## What to produce
Copy every line of the material below word for word, keeping the same order and line breaks.

## Record excerpts

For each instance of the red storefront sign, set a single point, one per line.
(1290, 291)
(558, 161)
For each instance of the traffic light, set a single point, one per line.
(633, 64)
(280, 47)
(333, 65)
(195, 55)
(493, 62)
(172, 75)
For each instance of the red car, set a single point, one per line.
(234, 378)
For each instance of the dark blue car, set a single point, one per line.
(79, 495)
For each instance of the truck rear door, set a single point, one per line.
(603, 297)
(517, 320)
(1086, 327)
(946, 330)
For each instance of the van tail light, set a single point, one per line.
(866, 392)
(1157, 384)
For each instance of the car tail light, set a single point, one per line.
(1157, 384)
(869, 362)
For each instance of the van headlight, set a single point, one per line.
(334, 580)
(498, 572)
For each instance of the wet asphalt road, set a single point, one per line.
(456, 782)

## Complete response
For each instance of the red storefront sign, set a single point, one per line.
(1290, 291)
(558, 161)
For each instance of the traffic light, set a single point, one per line.
(633, 64)
(280, 47)
(333, 65)
(195, 55)
(493, 62)
(172, 75)
For each instance of the red car, set a single point, one per line.
(234, 378)
For each instance of the dark blue car, set a single point, one per line.
(79, 495)
For each instance of the truck rear door, set a single point, one per line.
(603, 297)
(517, 320)
(1086, 327)
(946, 330)
For each instance of the van tail light, set a single point, one per line.
(866, 392)
(1157, 384)
For each instance of the car tail light, set a single point, one per line.
(1157, 384)
(869, 362)
For each instance of the van headlight, set a single point, one per line.
(334, 580)
(498, 572)
For each instance of the wet asphalt road, set a single point, one per line.
(456, 782)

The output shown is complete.